• [PASSAGE GIVEN]:
Wednesday, June 3, 2015

Many Worlds


Shine sunlight through a prism. The result is a spectrum of colors. As schoolchildren learn, a prism diffracts white light into red, orange, yellow, green, blue, indigo, and violet, plus all the shades and gradations that are created as each color merges into and becomes the next color. How many colors are created? The spectrum of sunlight is continuous so there is a virtual infinity of colors.

Quantum mechanics (QM) is the science of the very small. It mathematically describes the behavior of matter on the scale of atoms and subatomic particles. There are several interpretations of QM which seek to explain how QM informs our understanding of nature. My favorite interpretation of QM is Hugh Everett’s “Many Worlds Interpretation” (MWI). MWI happens to be the favorite of most physicists, including Stephen Hawking and Nobel Laureates Murray Gell-Mann, Richard Feynmann, and Steven Weinberg. In fact, L. David Raub’s poll of 72 "leading cosmologists and other quantum field theorists" reveals that 58% said they accept MWI as being correct. What does MWI say about the world?

• [SUPPLIED DATA]:

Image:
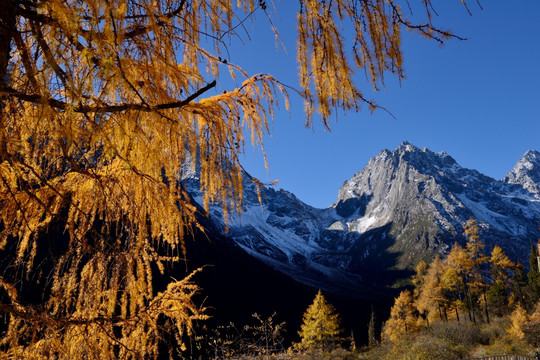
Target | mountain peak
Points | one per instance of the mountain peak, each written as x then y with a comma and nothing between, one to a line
406,146
526,172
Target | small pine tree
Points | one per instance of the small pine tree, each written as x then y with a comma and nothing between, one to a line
320,329
372,331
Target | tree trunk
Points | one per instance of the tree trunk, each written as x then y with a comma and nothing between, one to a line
7,27
485,306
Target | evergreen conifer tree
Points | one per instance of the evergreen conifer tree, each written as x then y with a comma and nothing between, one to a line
320,329
534,276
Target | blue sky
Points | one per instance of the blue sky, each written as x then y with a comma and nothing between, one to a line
478,100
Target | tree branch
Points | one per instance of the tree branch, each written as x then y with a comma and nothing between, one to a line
84,109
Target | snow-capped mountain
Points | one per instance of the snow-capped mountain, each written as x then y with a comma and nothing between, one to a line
527,173
405,205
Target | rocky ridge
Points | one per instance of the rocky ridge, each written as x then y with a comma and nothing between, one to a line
405,205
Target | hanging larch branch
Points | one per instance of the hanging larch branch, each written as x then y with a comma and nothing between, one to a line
102,104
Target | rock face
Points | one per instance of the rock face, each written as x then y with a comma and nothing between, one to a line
405,205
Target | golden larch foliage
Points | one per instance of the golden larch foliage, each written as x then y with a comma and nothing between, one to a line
320,328
103,105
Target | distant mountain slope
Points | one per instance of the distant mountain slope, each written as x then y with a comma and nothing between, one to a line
405,205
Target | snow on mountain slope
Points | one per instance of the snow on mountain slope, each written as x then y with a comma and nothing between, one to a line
405,205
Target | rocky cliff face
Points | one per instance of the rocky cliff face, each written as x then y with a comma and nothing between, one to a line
405,205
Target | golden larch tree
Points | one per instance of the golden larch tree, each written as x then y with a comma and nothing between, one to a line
102,104
402,318
320,329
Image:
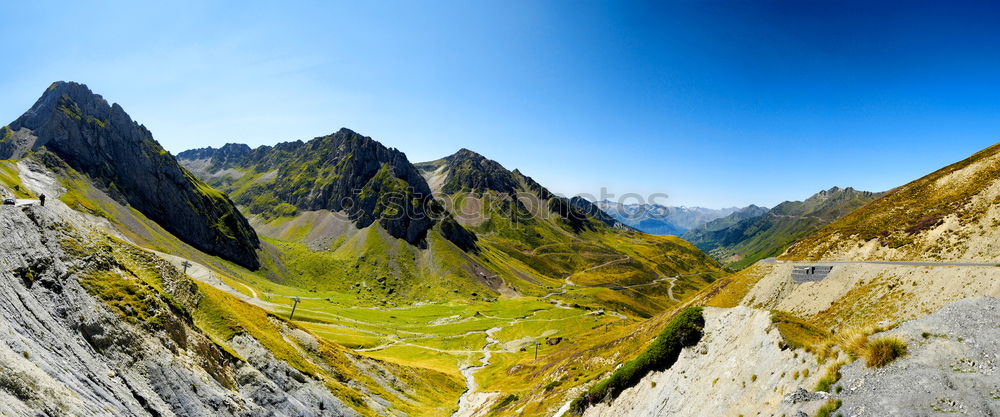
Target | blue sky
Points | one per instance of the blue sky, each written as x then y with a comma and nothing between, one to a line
714,103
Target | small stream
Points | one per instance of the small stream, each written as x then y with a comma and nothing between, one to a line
465,407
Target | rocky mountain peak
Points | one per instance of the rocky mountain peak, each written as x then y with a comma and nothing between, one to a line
121,157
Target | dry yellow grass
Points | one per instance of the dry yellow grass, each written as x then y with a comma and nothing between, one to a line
883,351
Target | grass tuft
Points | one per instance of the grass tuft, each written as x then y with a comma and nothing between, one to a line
883,351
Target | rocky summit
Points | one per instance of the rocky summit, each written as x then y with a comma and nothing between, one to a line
344,171
79,128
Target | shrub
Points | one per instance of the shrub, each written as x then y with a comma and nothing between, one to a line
684,330
881,352
827,409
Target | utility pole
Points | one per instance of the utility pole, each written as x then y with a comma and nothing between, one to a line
295,300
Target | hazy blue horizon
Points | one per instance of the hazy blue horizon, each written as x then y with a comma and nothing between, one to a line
717,104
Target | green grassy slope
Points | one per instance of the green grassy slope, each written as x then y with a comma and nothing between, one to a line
900,219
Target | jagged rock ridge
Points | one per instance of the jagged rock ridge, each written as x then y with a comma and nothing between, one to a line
344,171
121,156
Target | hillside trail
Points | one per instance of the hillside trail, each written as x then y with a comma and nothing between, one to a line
902,263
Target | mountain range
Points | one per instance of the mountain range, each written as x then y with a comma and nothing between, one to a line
753,233
333,276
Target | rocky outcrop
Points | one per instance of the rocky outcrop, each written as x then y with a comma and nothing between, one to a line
121,156
342,172
749,235
63,351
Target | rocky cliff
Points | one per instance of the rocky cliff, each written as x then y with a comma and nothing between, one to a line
341,172
121,156
98,327
744,238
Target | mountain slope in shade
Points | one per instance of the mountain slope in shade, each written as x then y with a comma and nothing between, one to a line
121,156
748,240
342,172
950,214
561,238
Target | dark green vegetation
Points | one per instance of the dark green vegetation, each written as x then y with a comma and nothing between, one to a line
897,219
342,172
494,232
741,239
684,330
80,130
796,332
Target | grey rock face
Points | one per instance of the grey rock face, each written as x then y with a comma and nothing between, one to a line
102,141
64,352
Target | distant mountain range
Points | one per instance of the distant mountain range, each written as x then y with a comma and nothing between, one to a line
755,233
662,220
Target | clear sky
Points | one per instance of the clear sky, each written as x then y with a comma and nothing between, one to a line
714,103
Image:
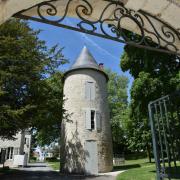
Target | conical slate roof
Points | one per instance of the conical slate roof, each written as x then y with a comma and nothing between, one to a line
85,61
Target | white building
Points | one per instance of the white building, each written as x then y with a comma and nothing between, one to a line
86,134
11,148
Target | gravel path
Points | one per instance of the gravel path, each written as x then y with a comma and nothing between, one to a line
41,171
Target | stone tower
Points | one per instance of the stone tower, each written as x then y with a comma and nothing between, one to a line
86,134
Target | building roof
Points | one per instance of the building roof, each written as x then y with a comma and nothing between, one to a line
85,61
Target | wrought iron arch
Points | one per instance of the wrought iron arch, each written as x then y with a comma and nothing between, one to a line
162,38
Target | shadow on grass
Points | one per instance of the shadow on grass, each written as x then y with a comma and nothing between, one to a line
173,172
126,167
44,175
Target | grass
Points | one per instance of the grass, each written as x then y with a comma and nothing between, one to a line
55,165
6,170
137,170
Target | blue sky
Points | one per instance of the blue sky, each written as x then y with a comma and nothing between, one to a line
104,51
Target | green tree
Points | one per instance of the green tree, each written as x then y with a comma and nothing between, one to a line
155,74
118,104
25,63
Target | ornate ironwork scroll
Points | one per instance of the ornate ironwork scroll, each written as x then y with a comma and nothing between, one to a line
111,23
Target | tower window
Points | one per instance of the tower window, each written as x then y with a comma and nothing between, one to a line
89,90
92,119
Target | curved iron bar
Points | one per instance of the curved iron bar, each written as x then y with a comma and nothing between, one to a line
162,39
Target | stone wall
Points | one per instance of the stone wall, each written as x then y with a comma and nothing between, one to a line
74,131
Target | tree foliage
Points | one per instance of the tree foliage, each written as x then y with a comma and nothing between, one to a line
155,74
25,63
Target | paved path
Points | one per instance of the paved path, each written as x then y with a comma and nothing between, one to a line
41,171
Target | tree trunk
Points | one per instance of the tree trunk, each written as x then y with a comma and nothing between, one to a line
148,149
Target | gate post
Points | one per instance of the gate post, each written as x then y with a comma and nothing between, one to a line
154,140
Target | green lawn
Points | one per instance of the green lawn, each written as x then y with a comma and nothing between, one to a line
55,165
137,170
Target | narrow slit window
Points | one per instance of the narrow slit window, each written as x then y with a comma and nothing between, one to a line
92,119
90,90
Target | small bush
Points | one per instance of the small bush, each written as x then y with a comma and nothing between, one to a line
51,159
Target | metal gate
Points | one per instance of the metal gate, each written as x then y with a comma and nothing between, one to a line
164,114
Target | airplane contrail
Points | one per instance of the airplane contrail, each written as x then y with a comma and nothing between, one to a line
84,36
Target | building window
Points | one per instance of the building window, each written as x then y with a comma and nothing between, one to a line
92,120
90,90
10,152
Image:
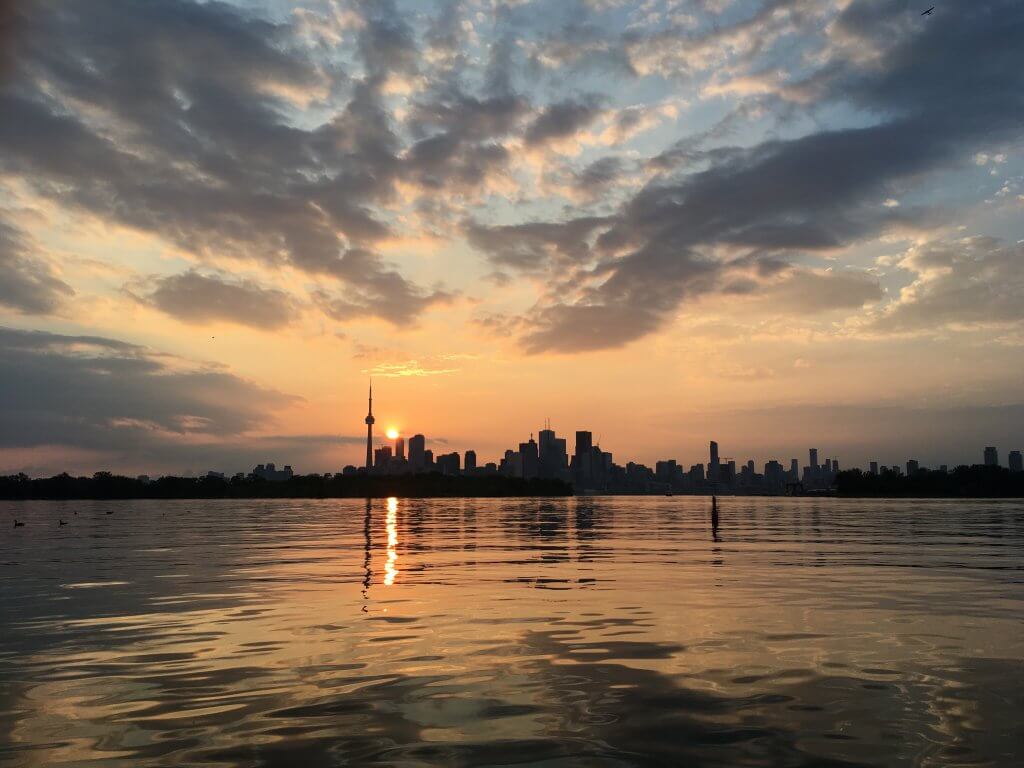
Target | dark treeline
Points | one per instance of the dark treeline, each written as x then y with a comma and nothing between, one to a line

• [EXERCISE BRIEF]:
Resume the post on the Many Worlds Interpretation, starting right after its final sentence. The records have nothing to do with the post on the Many Worlds Interpretation.

• [OUTPUT FOR THIS TASK]:
According to MWI, when an event happens that could have two or more outcomes, the universe splits into two or more universes so that all possible outcomes happen. Each universe gets one of the possible outcomes. The resulting universes don’t interact again, so we can’t detect them and we can’t prove the split occurred. However, QM has some disturbing issues that are resolved easily if we assume the split happens.

Perhaps it might be easier to accept the idea of multiple universes if we stop calling them universes and, instead, refer to them as realities. An event is to a time-stream as a prism is to light. An event diffracts our reality into multiple realities. Each reality then experiences another event, and the split occurs again.

This seems like a prodigious “waste”, but a waste of what? Is it a waste of light to create all the colors of the rainbow by sending that light through a prism? These other realities exist, though we can’t touch them or see them or interact with them. At least, that is what MWI’s interpretation of the math implies. Perhaps they exist only in potential – ghost realities awaiting a visit by a conscious mind to bring them into being.

There is much we don’t know about our own reality: how it originated, where the laws of physics and mathematics came from, where physical constants such as the speed of light came from. The more we learn about our reality, the bigger the questions become.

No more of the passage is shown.